Point-per-instance localization data:
-*-*-

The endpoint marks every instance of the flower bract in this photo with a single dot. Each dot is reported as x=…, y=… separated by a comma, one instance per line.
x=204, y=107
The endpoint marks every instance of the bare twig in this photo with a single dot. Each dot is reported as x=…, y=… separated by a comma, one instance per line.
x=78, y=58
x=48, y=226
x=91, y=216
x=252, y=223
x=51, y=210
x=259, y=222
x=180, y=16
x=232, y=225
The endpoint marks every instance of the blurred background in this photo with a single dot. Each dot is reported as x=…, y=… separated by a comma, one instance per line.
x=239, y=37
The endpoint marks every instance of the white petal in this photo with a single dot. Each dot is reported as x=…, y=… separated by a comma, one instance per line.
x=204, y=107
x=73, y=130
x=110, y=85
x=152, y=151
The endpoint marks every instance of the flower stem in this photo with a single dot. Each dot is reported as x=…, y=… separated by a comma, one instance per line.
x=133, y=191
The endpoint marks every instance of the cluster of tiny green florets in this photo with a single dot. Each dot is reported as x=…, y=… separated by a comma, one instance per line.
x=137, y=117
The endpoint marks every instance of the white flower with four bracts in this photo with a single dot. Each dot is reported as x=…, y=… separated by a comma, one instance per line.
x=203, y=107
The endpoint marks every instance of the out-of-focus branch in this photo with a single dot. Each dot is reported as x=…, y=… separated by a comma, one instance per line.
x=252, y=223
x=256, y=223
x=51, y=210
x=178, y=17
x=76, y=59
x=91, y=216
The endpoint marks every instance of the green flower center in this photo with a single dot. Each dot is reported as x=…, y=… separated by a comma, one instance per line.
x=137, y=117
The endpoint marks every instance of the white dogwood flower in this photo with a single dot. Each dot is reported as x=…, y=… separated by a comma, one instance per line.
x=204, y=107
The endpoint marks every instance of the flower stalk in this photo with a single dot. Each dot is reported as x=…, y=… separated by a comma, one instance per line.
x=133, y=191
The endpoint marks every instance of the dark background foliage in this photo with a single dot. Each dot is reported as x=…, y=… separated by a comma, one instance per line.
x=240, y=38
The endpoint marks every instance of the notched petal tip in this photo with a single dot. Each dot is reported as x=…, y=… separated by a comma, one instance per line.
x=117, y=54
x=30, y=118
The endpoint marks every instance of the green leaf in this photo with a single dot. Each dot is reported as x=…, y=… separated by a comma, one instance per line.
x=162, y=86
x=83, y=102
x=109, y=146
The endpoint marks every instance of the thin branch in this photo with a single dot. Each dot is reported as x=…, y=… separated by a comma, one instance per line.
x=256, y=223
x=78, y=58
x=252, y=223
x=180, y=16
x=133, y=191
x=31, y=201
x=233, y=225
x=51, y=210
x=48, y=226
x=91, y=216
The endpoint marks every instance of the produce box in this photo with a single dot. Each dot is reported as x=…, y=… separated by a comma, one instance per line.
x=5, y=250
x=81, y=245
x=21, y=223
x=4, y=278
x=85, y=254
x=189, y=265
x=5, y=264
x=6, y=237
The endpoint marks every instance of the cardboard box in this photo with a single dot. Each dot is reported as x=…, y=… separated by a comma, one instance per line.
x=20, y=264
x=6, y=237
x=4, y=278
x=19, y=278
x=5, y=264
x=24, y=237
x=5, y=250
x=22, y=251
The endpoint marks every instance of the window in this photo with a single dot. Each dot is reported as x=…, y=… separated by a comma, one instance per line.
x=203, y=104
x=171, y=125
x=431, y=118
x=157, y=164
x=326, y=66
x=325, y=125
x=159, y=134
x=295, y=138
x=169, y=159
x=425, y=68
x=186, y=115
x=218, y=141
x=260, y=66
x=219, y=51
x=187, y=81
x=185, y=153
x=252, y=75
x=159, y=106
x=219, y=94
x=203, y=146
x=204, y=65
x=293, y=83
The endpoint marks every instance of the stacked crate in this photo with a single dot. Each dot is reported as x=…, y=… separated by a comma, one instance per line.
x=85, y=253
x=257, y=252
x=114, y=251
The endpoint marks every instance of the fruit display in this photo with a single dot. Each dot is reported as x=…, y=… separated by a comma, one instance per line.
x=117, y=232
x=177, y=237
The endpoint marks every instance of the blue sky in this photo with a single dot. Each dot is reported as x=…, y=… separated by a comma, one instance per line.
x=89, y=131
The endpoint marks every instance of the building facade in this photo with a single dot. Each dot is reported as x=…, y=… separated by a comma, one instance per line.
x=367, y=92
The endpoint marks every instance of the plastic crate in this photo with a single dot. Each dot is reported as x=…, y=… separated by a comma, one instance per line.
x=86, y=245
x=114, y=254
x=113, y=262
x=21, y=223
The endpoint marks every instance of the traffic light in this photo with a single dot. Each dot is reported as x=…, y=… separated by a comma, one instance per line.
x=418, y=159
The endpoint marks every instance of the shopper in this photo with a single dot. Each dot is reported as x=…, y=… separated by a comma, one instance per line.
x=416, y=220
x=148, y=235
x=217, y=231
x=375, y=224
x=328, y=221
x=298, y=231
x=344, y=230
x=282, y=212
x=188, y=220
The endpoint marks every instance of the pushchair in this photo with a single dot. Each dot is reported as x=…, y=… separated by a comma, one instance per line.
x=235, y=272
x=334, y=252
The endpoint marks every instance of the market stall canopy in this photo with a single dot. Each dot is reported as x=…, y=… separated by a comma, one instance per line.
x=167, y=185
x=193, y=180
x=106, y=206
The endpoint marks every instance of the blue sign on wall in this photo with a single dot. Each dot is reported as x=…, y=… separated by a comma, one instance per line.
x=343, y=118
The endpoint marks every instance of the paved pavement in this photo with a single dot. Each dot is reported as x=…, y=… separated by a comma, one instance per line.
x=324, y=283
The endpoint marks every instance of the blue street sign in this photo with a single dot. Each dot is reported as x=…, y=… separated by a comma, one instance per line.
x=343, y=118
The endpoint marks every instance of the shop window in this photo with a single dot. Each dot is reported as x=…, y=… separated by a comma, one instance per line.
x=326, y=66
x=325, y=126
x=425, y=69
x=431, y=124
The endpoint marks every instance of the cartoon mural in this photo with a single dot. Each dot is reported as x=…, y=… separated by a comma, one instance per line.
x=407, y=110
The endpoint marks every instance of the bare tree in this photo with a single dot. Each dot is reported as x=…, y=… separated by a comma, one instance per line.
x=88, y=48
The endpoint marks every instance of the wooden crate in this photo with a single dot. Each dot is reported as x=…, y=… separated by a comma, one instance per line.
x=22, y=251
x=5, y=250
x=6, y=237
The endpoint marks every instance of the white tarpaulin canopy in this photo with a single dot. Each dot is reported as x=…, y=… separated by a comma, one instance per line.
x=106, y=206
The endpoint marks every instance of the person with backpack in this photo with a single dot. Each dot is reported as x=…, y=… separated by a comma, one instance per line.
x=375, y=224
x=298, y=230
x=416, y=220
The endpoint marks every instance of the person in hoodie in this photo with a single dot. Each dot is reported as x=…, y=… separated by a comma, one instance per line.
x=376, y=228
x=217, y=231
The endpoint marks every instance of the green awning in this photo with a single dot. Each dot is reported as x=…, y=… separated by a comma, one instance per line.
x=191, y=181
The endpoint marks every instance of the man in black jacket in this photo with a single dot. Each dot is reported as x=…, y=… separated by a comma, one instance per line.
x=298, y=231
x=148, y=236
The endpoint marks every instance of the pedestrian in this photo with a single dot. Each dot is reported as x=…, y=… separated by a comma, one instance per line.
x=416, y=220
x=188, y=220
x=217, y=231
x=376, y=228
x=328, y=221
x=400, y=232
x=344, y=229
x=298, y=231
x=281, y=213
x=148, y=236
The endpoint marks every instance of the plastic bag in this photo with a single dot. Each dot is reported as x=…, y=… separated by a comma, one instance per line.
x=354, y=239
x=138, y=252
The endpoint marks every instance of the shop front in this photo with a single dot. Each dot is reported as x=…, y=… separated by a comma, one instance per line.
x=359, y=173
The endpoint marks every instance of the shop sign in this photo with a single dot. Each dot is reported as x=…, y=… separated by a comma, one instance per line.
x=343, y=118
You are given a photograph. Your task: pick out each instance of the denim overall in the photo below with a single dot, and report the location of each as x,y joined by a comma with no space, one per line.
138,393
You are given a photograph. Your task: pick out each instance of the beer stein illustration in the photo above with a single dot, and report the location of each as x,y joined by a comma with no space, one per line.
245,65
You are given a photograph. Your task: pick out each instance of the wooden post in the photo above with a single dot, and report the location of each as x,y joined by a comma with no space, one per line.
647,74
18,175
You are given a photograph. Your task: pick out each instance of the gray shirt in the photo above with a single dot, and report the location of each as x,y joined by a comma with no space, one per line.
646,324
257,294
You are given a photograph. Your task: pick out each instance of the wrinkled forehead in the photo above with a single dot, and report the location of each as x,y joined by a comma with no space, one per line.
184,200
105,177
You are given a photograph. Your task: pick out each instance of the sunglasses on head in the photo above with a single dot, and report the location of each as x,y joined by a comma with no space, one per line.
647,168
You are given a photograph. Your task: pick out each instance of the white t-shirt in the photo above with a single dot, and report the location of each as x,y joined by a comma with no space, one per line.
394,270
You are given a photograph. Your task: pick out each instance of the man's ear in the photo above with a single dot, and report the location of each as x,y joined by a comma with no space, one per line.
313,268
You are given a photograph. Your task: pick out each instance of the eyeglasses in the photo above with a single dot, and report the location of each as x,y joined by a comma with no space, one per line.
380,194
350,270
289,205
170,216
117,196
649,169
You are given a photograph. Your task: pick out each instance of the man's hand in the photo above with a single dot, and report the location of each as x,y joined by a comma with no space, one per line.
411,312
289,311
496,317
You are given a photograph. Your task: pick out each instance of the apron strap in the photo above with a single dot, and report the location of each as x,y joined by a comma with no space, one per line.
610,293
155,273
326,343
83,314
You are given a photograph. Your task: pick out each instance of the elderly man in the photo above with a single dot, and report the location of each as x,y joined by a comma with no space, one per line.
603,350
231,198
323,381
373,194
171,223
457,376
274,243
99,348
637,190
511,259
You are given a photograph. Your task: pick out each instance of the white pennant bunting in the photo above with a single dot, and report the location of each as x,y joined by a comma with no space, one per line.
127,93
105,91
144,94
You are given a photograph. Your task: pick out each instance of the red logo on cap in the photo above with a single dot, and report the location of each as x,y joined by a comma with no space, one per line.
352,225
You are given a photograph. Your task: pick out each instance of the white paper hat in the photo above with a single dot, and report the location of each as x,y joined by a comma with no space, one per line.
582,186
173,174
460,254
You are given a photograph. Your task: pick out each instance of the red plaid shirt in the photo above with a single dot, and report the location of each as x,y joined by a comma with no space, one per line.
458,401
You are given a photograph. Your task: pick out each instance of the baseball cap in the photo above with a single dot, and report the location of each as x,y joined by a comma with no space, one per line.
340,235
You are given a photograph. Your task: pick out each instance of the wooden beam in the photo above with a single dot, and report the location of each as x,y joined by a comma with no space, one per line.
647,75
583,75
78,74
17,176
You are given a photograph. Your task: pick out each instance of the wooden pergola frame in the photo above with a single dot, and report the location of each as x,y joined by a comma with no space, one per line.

-*-*-

Only the line containing "the red plaid" and the lines after it, up to and including the last line of the data, should appear in the answer, exactly as written.

You are given a photograph. Your task: pick out each instance of the red plaid shirt in the photo above with a single dot, and report the location of each as x,y joined by a comma with no space, one per line.
458,401
You are given a photograph. Your task: pick out each instance of the baseball cap in the photo above with a single dot, and report the location of each as x,y joined by a comma with no space, one per line.
340,235
You are given a photograph. Your task: pick out each instance of the wooden beam in the photo above with a single dot, and report the location of each as x,y joined by a comma with no space, one per line.
647,75
583,75
78,74
17,176
You are given a photograph. Your task: pick out each instance of the wooden pergola frame in the photo above with a single dot, and report the location of each as x,y joined by a comma with no space, one per line.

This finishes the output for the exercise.